**GIVEN TASK:**
Update the stretch of the listing from the line containing "Would you be able to point at the dog's pink" through the end of the listing by replacing "Would you be able to" with "Could you", and leave everything else unchanged. Return only those lines.

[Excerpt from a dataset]
===============

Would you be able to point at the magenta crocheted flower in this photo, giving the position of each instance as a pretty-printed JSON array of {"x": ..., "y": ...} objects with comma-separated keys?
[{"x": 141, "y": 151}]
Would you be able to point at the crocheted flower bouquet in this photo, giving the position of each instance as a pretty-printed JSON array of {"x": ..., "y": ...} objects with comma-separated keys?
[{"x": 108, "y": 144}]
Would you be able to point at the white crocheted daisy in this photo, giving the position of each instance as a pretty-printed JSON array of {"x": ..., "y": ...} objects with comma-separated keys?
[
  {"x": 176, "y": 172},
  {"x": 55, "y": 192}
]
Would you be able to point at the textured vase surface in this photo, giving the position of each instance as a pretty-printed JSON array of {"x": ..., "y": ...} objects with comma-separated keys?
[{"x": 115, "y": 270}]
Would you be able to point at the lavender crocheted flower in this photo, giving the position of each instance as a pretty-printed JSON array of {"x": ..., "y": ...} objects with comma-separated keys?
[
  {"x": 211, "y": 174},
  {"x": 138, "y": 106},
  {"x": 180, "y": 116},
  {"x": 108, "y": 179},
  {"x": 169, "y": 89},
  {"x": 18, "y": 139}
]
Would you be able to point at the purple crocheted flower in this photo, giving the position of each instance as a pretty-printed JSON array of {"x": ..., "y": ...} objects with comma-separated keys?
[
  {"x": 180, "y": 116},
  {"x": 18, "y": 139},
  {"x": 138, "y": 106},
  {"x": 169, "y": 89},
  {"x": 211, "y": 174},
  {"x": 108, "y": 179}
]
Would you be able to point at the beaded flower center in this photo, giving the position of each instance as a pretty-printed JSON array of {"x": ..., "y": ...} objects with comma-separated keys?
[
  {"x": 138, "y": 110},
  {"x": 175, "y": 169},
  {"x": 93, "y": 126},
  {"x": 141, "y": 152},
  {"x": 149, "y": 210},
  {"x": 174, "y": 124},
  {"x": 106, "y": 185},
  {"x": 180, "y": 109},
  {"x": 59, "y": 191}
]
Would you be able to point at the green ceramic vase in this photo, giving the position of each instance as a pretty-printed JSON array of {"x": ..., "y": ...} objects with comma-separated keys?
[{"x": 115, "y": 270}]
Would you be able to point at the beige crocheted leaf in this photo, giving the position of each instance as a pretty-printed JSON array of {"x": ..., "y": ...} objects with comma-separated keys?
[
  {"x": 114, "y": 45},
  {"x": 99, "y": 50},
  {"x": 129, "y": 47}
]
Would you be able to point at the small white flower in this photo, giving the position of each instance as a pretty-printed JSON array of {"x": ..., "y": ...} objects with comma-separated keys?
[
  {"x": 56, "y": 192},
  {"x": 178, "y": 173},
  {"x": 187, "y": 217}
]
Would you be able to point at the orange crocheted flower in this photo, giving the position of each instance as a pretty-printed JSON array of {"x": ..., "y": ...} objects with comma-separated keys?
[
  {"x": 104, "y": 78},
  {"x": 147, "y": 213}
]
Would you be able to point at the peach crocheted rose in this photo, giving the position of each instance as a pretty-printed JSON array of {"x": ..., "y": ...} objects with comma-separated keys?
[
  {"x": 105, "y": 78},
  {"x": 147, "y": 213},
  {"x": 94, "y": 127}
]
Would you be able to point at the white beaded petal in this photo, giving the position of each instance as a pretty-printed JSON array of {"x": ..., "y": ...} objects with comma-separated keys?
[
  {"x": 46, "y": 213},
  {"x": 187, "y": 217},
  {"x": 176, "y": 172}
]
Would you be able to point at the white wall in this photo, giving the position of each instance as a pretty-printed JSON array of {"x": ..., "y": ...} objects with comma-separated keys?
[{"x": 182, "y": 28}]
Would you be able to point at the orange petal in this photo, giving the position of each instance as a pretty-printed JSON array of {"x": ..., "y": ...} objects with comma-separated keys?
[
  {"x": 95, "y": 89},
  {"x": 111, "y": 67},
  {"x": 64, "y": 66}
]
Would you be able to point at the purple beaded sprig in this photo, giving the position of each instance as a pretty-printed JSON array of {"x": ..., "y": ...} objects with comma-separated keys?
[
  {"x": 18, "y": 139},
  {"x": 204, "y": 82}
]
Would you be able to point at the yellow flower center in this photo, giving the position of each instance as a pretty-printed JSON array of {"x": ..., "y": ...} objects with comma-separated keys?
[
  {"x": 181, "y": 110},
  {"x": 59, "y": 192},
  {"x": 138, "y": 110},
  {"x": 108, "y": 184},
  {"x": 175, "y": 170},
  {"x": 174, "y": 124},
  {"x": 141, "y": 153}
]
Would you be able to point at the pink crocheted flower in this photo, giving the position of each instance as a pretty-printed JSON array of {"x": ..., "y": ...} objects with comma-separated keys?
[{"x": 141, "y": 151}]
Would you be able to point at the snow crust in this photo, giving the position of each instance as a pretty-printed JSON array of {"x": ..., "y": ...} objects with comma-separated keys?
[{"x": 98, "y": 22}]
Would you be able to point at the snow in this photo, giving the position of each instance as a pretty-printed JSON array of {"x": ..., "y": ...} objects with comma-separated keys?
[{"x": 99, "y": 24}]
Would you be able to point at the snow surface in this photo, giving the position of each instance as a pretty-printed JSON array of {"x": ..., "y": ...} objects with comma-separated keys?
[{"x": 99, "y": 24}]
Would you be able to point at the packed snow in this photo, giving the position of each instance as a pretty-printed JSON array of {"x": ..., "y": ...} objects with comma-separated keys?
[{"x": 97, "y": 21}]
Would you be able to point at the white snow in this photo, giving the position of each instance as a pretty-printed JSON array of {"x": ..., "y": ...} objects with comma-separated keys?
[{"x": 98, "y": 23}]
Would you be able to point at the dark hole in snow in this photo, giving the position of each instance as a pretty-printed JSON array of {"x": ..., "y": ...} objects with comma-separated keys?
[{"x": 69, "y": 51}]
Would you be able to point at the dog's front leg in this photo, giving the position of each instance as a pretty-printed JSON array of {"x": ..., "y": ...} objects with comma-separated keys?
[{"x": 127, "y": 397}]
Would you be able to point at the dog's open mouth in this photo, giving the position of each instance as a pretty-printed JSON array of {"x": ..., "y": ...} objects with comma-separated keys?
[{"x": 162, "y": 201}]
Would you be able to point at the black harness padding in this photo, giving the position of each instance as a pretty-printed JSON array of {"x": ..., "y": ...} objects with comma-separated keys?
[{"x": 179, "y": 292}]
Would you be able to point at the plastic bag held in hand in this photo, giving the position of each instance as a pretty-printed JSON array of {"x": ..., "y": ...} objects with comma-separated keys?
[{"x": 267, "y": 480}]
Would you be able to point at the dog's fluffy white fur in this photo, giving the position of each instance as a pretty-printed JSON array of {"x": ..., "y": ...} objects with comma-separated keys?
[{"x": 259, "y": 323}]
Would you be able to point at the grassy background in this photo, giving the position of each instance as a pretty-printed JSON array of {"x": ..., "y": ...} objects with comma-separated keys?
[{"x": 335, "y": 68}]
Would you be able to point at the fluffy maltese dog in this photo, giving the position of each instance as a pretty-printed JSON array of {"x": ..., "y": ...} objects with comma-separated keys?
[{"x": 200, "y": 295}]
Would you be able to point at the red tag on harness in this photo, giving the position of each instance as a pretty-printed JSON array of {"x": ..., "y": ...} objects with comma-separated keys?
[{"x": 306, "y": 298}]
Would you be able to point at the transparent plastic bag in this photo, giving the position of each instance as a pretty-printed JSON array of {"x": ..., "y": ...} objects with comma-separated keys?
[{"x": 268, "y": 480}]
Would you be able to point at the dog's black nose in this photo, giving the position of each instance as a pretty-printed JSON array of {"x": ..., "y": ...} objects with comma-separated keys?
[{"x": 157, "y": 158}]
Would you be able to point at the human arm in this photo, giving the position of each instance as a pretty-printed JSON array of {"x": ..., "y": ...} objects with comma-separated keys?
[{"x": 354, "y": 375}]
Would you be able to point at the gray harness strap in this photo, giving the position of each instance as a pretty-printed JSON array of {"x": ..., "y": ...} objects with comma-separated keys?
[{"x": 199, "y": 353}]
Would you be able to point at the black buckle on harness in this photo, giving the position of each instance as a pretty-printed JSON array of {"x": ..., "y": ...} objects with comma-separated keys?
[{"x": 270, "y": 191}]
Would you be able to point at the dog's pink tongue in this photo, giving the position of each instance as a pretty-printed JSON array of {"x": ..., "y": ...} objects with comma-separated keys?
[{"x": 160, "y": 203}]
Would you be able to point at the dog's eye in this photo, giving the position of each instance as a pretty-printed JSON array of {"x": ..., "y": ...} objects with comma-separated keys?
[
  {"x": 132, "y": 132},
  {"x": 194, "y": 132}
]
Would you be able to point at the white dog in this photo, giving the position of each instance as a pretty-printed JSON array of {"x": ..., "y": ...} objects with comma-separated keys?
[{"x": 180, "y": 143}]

===============

**OUTPUT:**
Could you point at the dog's pink tongue in this photo, giving the position of each instance as a pretty-printed JSON array of {"x": ..., "y": ...} objects with comma-separated keys?
[{"x": 160, "y": 203}]
Could you point at the dog's eye in this photo, giving the position of each instance as a pretty-printed JSON array of {"x": ..., "y": ...} objects with comma-separated keys?
[
  {"x": 132, "y": 132},
  {"x": 194, "y": 132}
]
Could you point at the white dog in this photo, giving the position of each instance as a pretty-printed JSON array of {"x": ..., "y": ...} objects with comma-separated keys?
[{"x": 180, "y": 143}]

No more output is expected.